Requirements – Show every line in the listing below that contains the word "Target", copying each one in full.

Entries shown –

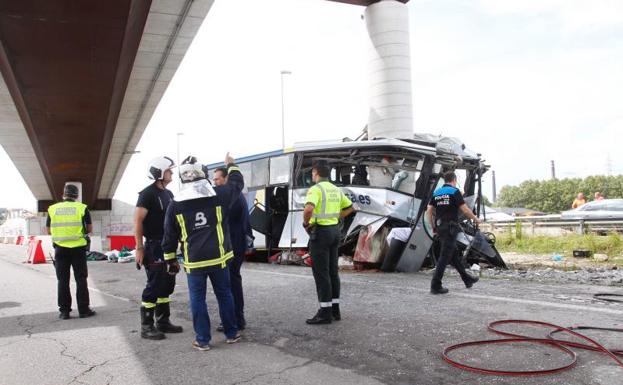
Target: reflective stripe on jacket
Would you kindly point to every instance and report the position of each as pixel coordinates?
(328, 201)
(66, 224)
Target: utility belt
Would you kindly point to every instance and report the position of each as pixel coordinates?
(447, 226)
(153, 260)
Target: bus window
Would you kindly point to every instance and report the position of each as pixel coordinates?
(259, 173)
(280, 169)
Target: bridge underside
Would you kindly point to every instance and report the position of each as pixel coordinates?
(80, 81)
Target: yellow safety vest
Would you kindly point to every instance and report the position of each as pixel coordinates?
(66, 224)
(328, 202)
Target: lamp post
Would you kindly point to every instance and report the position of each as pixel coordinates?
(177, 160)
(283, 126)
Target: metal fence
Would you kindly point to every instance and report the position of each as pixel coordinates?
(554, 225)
==
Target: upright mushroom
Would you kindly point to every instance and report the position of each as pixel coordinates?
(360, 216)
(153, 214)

Written answer –
Target: reflective stripe on jacket
Target: utility belt
Target: bus window
Target: bridge underside
Target: yellow safety vest
Target: lamp post
Target: metal fence
Target: upright mushroom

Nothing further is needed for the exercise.